== Instrucción 1 ==
Renombra "combine harvester" como "grain harvester" en los registros, desde la línea que contiene "Where can the front" hasta la línea que contiene "point(324, 226)", ambas incluidas. Devuelve solo esas líneas y deja todo lo demás igual.

== Texto de lectura ==
__________

Quiero referirme en estas páginas a un factor que está presente en el relato histórico de este conflicto y que a veces pasa desapercibido o no suficientemente enfatizado entre los analistas: el de la concurrencia de un fundamentalismo en las ideas y en las acciones, en las estrategias de largo alcance y en las tácticas a corto plazo y cuya presencia o ausencia, más o menos puntual o continuada, resulta determinante para la evolución del conflicto.
Me referiré a lo que considero como algunos puntos de inflexión en la historia del conflicto que me parecen relevantes a la hora de valorar el alcance y la influencia del referido fundamentalismo, por la presencia arrogante de postulados intransigentes y extremistas, antesala de una posterior espiral de violencia. Y valorar también la ausencia de fundamentalismo cuando se han dado pasos en la senda del diálogo y la negociación.
El primer hecho histórico de relevancia por la ausencia de fundamentalismo tuvo lugar con la firma de los Acuerdos de Oslo de 1993. Sentaba las bases de un acuerdo territorial, escalonado en el tiempo y que descansaba en la premisa de “Paz por territorios”. Israel se retiraba de la franja de Gaza y cedía territorios en la ocupada Cisjordania, cuya administración y control pasaba a manos de los palestinos, representados en la Autoridad Nacional Palestina (en adelante ANP) liderada por Arafat.
Era un primer escenario tangible de esperanza, en absoluto su final, pero sí su principio. Fue posible gracias a la valentía y el pragmatismo histórico de unos líderes, el palestino Arafat y el primer ministro israelí Rabin, que con una visión a contracorriente de muchos detractores y opositores entre sus propias filas, abandonaron un fundamentalismo estático y estéril en aras de la apertura de un proceso negociador basado en el diálogo y el respeto mutuo. La foto del histórico apretón de manos entre los dos líderes, hasta entonces irreconciliables enemigos, en presencia del presidente Clinton en los jardines de la Casa Blanca, quedará para la historia como el símbolo de muchas cosas: el valor del diálogo y la negociación, el triunfo de la moderación y el realismo, el acierto de las estrategias de largo alcance por encima de fundamentalismos cicateros e irredentos, la generosidad histórica de dar a sus propios pueblos una oportunidad a la convivencia pacífica. Quedaba mucho por hacer, el camino aparecía cargado de obstáculos, pero era necesario un primer paso. Era el primer gran punto de inflexión del proceso.

__________

== Instrucción 2 ==
Copia del texto sobre el fundamentalismo en el conflicto el fragmento que va desde "El primer hecho" hasta "liderada por Arafat.", ambos incluidos.

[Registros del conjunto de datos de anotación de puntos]
__________

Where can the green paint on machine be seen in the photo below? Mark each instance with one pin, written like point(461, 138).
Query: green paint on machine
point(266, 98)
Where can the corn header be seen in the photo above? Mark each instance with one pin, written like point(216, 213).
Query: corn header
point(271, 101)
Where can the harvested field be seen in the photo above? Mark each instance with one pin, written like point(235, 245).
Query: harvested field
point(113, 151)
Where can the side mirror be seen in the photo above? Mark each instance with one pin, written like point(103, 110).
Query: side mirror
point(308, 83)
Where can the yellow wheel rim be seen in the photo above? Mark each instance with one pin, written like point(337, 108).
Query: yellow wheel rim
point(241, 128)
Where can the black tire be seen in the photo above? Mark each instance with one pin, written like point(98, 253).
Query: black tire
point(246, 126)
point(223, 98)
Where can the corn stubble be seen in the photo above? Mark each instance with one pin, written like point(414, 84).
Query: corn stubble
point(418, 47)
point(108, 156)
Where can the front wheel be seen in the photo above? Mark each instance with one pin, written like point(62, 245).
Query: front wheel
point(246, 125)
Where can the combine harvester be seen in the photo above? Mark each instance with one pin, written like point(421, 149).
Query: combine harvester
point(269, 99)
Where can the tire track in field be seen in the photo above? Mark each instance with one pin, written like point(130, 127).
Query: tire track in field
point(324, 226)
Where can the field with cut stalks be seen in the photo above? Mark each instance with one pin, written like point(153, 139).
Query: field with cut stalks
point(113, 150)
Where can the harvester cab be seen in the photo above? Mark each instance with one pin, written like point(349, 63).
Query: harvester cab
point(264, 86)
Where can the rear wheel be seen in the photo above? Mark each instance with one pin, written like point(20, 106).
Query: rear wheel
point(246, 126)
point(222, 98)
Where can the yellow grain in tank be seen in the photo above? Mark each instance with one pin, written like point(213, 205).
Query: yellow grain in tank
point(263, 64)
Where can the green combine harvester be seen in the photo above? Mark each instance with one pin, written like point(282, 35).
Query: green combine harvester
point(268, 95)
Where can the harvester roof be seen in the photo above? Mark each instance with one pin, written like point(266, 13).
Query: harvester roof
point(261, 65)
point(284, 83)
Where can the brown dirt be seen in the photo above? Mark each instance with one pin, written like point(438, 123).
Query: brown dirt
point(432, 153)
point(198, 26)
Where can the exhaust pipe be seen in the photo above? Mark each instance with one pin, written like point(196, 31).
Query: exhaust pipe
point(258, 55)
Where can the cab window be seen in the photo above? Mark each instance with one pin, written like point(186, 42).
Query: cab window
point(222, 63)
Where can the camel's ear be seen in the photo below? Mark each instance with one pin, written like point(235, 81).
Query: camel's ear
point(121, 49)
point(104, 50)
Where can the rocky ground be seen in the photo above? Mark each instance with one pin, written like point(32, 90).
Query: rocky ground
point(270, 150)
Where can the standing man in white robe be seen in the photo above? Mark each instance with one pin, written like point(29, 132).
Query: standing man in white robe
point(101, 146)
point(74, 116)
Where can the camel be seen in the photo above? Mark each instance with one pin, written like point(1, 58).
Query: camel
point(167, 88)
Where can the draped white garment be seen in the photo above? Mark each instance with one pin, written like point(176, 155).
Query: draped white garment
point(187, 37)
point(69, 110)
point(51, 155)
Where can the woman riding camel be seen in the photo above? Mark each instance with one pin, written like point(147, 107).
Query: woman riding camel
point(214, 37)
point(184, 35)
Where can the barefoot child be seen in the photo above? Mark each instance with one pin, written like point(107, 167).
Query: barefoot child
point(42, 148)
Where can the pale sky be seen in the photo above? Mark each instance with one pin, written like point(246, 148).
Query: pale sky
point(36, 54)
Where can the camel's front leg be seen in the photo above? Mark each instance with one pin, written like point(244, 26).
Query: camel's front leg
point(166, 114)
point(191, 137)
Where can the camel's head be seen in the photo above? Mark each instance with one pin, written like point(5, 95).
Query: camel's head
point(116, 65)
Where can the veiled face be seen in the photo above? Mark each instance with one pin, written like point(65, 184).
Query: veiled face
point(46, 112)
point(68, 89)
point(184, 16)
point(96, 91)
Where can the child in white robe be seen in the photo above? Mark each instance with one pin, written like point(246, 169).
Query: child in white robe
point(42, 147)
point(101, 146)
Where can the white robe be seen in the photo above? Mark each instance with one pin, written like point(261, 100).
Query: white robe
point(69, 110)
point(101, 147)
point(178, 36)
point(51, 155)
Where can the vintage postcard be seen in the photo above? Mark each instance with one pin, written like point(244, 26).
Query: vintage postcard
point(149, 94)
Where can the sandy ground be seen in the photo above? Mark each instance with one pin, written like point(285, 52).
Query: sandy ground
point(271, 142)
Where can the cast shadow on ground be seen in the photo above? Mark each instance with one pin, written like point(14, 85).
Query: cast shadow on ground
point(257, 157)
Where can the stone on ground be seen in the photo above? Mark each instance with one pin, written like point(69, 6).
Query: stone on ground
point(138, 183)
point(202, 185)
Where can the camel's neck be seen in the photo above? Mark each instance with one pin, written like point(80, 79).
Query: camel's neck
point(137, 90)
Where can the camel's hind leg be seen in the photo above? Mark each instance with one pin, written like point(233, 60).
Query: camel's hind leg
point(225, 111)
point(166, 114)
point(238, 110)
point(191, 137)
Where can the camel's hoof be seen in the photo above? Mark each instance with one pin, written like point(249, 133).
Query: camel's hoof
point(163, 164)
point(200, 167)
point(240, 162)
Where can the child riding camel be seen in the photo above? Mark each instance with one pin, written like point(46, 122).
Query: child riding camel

__________

== Solución 1 ==
Where can the front wheel be seen in the photo above? Mark each instance with one pin, written like point(62, 245).
Query: front wheel
point(246, 125)
Where can the grain harvester be seen in the photo above? Mark each instance with one pin, written like point(421, 149).
Query: grain harvester
point(269, 99)
Where can the tire track in field be seen in the photo above? Mark each instance with one pin, written like point(130, 127).
Query: tire track in field
point(324, 226)

== Solución 2 ==
El primer hecho histórico de relevancia por la ausencia de fundamentalismo tuvo lugar con la firma de los Acuerdos de Oslo de 1993. Sentaba las bases de un acuerdo territorial, escalonado en el tiempo y que descansaba en la premisa de “Paz por territorios”. Israel se retiraba de la franja de Gaza y cedía territorios en la ocupada Cisjordania, cuya administración y control pasaba a manos de los palestinos, representados en la Autoridad Nacional Palestina (en adelante ANP) liderada por Arafat.